Collected data:
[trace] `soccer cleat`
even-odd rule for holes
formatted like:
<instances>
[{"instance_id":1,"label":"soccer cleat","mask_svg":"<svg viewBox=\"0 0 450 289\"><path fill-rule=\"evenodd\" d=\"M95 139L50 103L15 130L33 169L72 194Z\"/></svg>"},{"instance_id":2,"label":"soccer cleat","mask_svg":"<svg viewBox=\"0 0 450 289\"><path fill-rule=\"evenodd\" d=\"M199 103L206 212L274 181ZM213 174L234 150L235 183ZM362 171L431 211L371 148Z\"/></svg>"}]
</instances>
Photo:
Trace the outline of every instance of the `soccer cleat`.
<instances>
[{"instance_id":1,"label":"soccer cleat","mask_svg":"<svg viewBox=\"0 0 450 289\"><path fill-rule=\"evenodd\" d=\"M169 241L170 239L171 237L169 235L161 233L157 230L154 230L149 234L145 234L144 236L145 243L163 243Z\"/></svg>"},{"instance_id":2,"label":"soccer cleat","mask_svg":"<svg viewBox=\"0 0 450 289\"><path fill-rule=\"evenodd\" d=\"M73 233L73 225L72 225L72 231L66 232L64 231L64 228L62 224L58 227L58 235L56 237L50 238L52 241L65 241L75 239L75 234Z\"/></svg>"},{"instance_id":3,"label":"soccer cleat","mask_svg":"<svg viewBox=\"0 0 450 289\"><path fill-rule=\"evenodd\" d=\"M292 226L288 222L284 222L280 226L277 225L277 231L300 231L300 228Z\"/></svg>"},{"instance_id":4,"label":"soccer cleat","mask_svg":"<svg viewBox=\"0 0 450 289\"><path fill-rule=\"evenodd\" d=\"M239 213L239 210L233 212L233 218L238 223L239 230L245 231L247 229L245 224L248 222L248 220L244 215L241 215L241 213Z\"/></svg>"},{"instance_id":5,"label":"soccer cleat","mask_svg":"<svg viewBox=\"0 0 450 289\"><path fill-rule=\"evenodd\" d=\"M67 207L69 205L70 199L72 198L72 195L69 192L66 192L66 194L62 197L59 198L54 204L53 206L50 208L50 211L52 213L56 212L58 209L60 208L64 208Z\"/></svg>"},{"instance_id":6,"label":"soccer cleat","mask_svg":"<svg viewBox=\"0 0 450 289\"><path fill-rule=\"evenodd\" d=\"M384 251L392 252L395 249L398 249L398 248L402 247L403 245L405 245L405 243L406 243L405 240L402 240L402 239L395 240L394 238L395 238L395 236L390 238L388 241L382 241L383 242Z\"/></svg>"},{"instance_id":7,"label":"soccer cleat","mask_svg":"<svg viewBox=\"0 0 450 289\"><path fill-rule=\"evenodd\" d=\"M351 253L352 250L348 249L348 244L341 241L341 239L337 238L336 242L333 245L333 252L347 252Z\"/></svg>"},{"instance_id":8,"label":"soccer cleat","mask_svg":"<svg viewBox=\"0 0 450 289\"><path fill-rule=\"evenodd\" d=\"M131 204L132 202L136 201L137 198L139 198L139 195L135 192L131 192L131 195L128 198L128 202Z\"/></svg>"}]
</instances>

= What to work on =
Set the data above down again in full, exactly as it reads.

= Exercise output =
[trace] `soccer cleat`
even-odd rule for holes
formatted like:
<instances>
[{"instance_id":1,"label":"soccer cleat","mask_svg":"<svg viewBox=\"0 0 450 289\"><path fill-rule=\"evenodd\" d=\"M95 139L50 103L15 130L33 169L72 194Z\"/></svg>"},{"instance_id":2,"label":"soccer cleat","mask_svg":"<svg viewBox=\"0 0 450 289\"><path fill-rule=\"evenodd\" d=\"M199 103L206 212L274 181ZM213 174L234 150L235 183ZM362 171L431 211L371 148Z\"/></svg>"}]
</instances>
Photo:
Trace the outline of every instance of the `soccer cleat`.
<instances>
[{"instance_id":1,"label":"soccer cleat","mask_svg":"<svg viewBox=\"0 0 450 289\"><path fill-rule=\"evenodd\" d=\"M169 241L170 239L171 237L169 235L161 233L157 230L154 230L149 234L145 234L144 236L145 243L163 243Z\"/></svg>"},{"instance_id":2,"label":"soccer cleat","mask_svg":"<svg viewBox=\"0 0 450 289\"><path fill-rule=\"evenodd\" d=\"M73 233L73 225L72 225L72 231L66 232L64 231L64 228L62 224L58 227L58 235L56 237L50 238L52 241L65 241L75 239L75 234Z\"/></svg>"},{"instance_id":3,"label":"soccer cleat","mask_svg":"<svg viewBox=\"0 0 450 289\"><path fill-rule=\"evenodd\" d=\"M292 226L288 222L284 222L280 226L277 225L277 231L300 231L300 228Z\"/></svg>"},{"instance_id":4,"label":"soccer cleat","mask_svg":"<svg viewBox=\"0 0 450 289\"><path fill-rule=\"evenodd\" d=\"M239 213L239 210L233 212L233 218L238 223L239 230L245 231L247 229L245 224L248 222L248 220L244 215L241 215L241 213Z\"/></svg>"},{"instance_id":5,"label":"soccer cleat","mask_svg":"<svg viewBox=\"0 0 450 289\"><path fill-rule=\"evenodd\" d=\"M67 207L69 205L70 199L72 198L72 195L69 192L66 192L66 194L62 197L59 198L54 204L53 206L50 208L50 211L52 213L56 212L58 209L60 208L64 208Z\"/></svg>"},{"instance_id":6,"label":"soccer cleat","mask_svg":"<svg viewBox=\"0 0 450 289\"><path fill-rule=\"evenodd\" d=\"M384 251L392 252L395 249L398 249L398 248L402 247L403 245L405 245L405 243L406 243L405 240L402 240L402 239L395 240L394 238L395 238L395 236L390 238L388 241L382 241L383 242Z\"/></svg>"},{"instance_id":7,"label":"soccer cleat","mask_svg":"<svg viewBox=\"0 0 450 289\"><path fill-rule=\"evenodd\" d=\"M351 253L352 250L348 249L348 244L341 241L341 239L337 238L336 242L333 245L333 252L347 252Z\"/></svg>"},{"instance_id":8,"label":"soccer cleat","mask_svg":"<svg viewBox=\"0 0 450 289\"><path fill-rule=\"evenodd\" d=\"M131 204L132 202L136 201L137 198L139 198L139 195L135 192L131 192L131 195L128 198L128 202Z\"/></svg>"}]
</instances>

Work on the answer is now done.